**PROBLEM DETAILS**
Please state how many lines in the records contain the string "rough", with no words besides the number.

== Segment start ==

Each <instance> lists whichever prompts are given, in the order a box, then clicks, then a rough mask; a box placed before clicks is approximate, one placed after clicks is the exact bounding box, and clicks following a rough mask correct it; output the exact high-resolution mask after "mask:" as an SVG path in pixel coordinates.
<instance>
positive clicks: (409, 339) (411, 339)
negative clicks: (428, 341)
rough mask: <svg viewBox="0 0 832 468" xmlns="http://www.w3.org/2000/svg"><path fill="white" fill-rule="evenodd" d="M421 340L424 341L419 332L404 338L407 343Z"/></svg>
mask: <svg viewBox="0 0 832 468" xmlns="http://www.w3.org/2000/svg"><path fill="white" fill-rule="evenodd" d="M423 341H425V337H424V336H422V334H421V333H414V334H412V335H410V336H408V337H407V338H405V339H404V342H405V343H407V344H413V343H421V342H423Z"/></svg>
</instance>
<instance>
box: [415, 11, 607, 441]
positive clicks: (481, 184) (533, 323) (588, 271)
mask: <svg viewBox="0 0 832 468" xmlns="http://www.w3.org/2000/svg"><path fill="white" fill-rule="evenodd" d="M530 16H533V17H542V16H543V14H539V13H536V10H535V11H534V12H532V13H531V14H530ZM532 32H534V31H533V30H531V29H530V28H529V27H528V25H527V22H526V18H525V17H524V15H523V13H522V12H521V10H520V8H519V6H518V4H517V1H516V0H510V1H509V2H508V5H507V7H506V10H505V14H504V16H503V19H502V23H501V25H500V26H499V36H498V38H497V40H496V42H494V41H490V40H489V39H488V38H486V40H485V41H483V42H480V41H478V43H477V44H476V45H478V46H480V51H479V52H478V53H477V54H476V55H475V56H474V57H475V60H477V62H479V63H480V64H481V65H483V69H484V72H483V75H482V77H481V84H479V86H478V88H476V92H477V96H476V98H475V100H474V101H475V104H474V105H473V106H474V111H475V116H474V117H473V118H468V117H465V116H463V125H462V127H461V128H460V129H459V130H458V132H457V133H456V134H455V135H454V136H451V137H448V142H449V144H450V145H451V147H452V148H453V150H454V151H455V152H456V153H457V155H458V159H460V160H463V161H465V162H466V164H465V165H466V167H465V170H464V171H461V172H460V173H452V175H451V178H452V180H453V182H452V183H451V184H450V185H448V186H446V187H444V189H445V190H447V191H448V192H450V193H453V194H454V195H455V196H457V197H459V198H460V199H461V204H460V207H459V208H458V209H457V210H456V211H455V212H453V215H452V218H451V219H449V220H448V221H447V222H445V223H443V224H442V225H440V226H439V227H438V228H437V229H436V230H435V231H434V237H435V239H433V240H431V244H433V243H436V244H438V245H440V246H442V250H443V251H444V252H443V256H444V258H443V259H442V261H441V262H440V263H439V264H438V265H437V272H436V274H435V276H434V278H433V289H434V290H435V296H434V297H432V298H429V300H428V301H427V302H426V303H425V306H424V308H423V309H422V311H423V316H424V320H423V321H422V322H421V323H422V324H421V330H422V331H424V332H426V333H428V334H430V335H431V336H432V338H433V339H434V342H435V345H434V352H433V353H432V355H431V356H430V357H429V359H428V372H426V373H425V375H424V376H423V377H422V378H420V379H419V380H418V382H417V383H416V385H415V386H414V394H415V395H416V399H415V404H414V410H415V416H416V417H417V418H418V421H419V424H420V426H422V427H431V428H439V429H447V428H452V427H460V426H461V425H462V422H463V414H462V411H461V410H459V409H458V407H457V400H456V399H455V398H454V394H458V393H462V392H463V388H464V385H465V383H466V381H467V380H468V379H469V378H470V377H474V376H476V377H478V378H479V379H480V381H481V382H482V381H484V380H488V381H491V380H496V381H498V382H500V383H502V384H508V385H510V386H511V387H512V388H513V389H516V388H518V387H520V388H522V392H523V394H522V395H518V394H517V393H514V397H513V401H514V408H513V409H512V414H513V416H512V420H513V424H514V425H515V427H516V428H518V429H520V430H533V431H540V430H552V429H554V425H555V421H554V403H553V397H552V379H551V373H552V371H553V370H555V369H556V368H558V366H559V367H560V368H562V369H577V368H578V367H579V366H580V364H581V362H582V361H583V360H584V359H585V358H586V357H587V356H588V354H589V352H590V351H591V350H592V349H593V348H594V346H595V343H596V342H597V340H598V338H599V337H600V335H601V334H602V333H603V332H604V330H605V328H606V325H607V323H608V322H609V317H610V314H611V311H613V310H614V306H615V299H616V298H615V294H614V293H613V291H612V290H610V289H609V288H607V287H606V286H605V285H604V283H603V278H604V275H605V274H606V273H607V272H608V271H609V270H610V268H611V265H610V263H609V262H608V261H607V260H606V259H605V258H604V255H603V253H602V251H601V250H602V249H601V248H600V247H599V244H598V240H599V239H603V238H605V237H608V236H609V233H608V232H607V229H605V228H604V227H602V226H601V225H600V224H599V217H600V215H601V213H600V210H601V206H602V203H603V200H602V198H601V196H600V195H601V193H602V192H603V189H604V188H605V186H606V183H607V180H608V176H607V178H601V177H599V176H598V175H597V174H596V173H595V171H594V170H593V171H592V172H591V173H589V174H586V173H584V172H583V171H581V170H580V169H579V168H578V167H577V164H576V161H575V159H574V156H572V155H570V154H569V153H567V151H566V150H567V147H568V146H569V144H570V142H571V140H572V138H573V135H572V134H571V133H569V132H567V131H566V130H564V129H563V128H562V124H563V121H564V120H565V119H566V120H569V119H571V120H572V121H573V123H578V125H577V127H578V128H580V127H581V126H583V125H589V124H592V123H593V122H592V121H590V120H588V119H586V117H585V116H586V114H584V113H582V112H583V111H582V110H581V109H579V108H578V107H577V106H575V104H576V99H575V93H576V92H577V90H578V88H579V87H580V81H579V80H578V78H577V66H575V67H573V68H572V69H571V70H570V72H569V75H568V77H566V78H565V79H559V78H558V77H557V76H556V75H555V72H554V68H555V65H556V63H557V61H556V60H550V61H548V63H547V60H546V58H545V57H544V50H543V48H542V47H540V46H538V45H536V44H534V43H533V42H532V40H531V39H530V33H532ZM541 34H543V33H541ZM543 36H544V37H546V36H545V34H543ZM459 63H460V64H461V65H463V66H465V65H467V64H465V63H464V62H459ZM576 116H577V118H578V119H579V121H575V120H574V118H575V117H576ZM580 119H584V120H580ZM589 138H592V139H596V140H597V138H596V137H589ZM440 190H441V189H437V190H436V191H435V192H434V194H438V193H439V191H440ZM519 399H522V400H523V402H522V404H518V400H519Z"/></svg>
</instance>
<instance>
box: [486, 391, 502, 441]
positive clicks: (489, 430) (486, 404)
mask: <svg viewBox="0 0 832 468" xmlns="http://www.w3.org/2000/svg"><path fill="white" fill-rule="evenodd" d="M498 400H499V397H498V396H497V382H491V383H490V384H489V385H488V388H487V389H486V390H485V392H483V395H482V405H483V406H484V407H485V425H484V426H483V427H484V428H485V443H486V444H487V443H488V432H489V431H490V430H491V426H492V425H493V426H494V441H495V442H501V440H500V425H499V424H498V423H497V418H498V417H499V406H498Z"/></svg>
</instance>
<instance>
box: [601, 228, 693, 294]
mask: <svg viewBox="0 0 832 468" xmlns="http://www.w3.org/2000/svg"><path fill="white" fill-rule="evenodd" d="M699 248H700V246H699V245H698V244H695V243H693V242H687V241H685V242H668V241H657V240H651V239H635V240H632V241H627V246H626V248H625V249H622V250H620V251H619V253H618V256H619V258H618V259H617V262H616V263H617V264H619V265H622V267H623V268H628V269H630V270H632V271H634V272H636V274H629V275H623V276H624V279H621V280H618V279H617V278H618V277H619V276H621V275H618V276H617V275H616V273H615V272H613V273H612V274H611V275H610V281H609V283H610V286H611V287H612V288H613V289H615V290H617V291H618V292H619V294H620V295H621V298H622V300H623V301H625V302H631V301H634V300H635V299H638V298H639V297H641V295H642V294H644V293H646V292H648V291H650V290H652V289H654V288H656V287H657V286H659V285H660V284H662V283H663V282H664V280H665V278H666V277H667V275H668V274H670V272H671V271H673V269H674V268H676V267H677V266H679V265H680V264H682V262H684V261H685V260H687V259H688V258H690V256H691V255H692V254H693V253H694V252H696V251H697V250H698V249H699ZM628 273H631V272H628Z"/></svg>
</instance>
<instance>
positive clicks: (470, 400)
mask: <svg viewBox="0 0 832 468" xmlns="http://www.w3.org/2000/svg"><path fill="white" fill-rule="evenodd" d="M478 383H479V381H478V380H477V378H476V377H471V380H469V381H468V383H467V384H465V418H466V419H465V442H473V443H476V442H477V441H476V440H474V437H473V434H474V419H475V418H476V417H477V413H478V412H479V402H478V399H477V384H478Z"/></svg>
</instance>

== Segment end ==

**REPLY**
2